• _Text passage_:
*****

9.      See the text of the decision.

(see para. 141)

10.    The principle that penal provisions may not have retroactive effect constitutes a general principle of EU law. That general principle of law requires the infringement attributed to a person and the penalty imposed on that basis to correspond to those which were laid down at the time when the action or omission constituting the infringement occurred. More specifically, that general principle of law is also applicable to fines of an administrative nature. Consequently, the imposition of a fine under Article 8(1) of Regulation No 1173/2011 on the effective enforcement of budgetary surveillance in the euro area cannot escape application of that general principle of law, notwithstanding the fact that Article 9 of the regulation states that such a sanction is of an administrative nature.

(see paras 145, 146)

11.    The Member States are entitled to rely on the general principle that penal provisions may not have retroactive effect, in order to call into question the legality of the fines imposed upon them if they fail to comply with EU law.

(see para. 147)

12.    When calculating the fine to be imposed on a Member State pursuant to Article 8(1) of Regulation No 1173/2011 on the effective enforcement of budgetary surveillance in the euro area, the concept of ‘larger impact’, within the meaning of Article 14(2) of Decision 2012/678 on investigations and fines related to the manipulation of statistics as referred to in Regulation No 1173/2011, must be understood, in the light of the aim pursued by the provision at issue, as referring to the entire impact that the misrepresentations had on the deficit or the debt of the Member State making them, over all the years that are covered by its notification and concerned by the misrepresentations.

*****

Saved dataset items
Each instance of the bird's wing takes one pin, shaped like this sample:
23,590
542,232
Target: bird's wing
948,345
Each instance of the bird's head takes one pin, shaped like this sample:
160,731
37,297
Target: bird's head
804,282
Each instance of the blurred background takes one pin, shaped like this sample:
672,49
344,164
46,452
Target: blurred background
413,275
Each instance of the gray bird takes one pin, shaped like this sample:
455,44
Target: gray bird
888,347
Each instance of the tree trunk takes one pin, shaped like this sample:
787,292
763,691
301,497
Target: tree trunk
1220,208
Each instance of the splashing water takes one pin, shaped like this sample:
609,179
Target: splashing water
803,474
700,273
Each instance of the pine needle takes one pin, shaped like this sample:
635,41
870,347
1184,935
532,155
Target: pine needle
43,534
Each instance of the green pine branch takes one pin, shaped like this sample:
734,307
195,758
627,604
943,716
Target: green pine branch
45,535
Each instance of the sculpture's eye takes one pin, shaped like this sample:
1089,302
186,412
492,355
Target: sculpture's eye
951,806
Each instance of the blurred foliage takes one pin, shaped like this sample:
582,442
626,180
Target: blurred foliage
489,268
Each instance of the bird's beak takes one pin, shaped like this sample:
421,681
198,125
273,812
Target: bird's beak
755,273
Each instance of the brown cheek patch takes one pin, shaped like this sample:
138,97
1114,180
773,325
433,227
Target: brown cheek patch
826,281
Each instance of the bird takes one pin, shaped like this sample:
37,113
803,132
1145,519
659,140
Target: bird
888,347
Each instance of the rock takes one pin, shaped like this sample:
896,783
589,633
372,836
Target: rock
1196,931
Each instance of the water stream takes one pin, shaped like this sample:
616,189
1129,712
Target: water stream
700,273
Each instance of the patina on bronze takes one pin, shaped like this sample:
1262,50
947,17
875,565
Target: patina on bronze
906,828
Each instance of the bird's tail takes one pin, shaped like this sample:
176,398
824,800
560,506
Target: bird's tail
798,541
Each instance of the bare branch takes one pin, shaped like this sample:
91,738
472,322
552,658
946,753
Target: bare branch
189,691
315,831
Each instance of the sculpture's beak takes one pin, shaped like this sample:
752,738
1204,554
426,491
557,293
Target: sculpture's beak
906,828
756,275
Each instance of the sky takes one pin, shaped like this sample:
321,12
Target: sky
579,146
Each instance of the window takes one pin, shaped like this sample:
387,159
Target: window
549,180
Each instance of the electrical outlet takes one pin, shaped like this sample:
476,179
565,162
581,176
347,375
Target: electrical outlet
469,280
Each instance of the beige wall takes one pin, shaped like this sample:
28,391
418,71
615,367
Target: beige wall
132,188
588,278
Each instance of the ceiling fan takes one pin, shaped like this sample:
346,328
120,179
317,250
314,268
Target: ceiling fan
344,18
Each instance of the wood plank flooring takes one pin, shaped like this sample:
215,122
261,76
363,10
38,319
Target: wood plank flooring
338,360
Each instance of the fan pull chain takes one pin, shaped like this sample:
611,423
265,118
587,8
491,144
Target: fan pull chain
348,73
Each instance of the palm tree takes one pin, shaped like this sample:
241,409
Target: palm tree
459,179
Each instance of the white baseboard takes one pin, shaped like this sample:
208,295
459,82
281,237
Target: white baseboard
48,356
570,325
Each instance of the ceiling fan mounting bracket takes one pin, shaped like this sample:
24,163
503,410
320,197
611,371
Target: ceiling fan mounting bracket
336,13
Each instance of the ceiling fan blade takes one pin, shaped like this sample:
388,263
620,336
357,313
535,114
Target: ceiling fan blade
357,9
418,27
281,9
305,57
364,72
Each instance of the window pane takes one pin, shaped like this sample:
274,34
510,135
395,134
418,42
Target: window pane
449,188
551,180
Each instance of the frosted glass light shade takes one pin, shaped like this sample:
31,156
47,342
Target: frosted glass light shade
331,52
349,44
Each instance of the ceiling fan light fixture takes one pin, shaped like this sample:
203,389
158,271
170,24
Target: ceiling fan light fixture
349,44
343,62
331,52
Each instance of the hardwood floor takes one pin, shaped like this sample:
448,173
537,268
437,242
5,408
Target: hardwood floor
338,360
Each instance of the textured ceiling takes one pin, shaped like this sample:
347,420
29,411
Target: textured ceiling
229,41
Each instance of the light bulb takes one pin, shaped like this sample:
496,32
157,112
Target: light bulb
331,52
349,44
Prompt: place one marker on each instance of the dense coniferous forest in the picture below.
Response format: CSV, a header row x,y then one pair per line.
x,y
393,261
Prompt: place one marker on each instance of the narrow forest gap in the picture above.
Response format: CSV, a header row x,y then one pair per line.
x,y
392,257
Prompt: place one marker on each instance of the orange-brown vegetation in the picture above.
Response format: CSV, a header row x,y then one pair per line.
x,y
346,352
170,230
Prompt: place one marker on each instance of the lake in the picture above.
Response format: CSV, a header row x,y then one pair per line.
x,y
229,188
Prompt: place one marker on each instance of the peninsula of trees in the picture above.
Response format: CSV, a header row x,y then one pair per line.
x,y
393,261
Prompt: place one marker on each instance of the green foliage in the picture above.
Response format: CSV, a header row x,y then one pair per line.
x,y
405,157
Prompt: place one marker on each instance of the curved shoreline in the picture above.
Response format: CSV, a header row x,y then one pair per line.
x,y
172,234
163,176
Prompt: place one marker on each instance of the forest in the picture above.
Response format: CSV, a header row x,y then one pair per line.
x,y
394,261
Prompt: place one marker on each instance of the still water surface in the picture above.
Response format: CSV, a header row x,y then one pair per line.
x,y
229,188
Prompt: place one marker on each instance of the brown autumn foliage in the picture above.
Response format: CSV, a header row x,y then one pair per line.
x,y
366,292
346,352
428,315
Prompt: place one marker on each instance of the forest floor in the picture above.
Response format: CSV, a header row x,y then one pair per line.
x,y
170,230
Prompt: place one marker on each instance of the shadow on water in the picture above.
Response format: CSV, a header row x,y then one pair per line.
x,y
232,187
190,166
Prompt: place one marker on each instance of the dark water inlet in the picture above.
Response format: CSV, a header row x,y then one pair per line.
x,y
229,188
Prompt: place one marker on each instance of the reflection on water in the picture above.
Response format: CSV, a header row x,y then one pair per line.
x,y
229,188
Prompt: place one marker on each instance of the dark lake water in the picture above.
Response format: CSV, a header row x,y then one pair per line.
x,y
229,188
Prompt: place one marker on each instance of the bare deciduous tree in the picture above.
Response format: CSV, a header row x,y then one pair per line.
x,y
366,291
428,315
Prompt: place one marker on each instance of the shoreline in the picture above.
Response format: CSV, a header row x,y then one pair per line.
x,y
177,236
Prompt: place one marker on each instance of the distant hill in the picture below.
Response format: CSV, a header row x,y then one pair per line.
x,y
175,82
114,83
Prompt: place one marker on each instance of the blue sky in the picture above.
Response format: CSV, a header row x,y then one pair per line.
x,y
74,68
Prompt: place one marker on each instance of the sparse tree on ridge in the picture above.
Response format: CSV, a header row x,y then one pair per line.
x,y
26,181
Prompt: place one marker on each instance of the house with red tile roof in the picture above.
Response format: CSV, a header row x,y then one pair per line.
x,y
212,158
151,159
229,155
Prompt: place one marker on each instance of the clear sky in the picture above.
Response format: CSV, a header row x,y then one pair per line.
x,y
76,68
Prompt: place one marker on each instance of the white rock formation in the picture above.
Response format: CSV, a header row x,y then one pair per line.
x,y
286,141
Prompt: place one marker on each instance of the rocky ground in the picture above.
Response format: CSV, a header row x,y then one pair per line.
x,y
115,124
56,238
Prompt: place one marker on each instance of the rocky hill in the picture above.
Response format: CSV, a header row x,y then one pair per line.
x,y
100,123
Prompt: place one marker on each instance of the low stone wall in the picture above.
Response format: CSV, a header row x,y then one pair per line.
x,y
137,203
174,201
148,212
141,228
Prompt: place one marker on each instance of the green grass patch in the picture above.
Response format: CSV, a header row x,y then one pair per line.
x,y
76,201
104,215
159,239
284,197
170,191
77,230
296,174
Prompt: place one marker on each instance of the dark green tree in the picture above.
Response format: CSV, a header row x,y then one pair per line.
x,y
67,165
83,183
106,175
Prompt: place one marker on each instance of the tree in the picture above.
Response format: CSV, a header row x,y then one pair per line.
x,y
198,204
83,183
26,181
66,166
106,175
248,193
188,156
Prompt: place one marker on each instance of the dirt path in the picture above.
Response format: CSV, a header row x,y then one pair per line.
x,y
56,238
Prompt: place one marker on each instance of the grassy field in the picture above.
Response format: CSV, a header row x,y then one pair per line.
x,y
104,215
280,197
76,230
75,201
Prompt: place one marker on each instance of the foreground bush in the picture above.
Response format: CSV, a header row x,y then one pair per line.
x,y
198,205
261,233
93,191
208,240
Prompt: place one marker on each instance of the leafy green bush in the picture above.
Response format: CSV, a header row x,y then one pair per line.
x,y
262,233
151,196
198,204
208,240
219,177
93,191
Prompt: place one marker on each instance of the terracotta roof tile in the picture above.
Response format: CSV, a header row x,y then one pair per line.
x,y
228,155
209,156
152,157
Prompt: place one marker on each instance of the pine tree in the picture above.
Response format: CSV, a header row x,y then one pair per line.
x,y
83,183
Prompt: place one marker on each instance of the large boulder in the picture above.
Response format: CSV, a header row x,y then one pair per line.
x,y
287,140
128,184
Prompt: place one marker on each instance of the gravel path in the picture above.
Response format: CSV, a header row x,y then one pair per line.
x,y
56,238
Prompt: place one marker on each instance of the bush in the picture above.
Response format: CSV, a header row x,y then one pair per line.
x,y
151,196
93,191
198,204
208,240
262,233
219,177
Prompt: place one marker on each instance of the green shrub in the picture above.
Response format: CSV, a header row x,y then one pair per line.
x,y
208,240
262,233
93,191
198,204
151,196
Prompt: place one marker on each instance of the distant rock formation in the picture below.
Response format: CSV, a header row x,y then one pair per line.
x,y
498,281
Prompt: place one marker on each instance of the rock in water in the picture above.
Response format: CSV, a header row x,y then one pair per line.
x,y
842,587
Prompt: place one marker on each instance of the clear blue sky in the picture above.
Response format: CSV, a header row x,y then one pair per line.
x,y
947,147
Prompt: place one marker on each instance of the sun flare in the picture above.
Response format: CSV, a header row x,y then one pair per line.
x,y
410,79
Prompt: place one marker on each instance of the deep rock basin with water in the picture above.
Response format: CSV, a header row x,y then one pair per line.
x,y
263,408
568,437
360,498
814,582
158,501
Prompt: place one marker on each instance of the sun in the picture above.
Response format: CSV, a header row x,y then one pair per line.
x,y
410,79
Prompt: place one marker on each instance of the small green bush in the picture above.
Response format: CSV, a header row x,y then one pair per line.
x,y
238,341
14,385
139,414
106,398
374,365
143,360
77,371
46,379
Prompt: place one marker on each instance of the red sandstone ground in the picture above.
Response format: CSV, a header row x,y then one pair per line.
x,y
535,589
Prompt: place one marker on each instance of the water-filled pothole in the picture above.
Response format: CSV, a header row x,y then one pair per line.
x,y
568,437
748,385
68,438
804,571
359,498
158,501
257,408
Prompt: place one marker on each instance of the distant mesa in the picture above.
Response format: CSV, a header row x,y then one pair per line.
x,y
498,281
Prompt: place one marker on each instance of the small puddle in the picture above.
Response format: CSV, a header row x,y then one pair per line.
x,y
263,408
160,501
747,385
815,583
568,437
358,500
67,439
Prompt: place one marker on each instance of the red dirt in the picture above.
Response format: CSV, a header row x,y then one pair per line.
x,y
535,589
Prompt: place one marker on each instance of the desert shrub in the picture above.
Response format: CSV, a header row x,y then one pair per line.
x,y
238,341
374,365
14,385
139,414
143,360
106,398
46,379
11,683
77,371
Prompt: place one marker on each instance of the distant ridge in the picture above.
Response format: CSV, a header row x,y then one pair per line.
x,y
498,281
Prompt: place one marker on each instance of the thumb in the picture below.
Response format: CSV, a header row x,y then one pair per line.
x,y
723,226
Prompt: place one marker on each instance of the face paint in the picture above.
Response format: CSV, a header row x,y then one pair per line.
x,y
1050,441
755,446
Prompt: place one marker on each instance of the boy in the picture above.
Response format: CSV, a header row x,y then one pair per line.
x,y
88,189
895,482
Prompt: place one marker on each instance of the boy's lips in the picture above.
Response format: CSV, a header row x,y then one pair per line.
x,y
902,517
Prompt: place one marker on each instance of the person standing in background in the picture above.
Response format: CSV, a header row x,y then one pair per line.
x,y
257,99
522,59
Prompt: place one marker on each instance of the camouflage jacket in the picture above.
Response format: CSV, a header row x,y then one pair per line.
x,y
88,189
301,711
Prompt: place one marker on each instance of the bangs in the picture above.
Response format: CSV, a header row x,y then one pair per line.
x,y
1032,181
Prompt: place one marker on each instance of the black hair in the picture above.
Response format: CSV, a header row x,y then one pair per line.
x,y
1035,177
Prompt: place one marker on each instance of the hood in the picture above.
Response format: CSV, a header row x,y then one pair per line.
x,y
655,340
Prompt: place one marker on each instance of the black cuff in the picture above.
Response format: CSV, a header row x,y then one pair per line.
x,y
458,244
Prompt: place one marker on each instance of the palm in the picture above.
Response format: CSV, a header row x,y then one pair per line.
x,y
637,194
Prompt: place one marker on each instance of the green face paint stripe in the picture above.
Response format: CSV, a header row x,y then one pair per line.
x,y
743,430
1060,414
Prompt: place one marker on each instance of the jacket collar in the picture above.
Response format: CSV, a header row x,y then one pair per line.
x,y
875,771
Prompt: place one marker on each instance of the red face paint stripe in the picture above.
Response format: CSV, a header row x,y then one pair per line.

*****

• _Challenge 1_:
Reproduce everything in the legal passage from "9.      See the text" down to "is of an administrative nature.", switching "retroactive" to "retrospective".
• _Challenge 2_:
Show each line of the listing that holds the string "patina".
The listing is unrelated to the legal passage.

• _Full output 1_:
9.      See the text of the decision.

(see para. 141)

10.    The principle that penal provisions may not have retrospective effect constitutes a general principle of EU law. That general principle of law requires the infringement attributed to a person and the penalty imposed on that basis to correspond to those which were laid down at the time when the action or omission constituting the infringement occurred. More specifically, that general principle of law is also applicable to fines of an administrative nature. Consequently, the imposition of a fine under Article 8(1) of Regulation No 1173/2011 on the effective enforcement of budgetary surveillance in the euro area cannot escape application of that general principle of law, notwithstanding the fact that Article 9 of the regulation states that such a sanction is of an administrative nature.

• _Full output 2_:
Each instance of the patina on bronze takes one pin, shaped like this sample:
Target: patina on bronze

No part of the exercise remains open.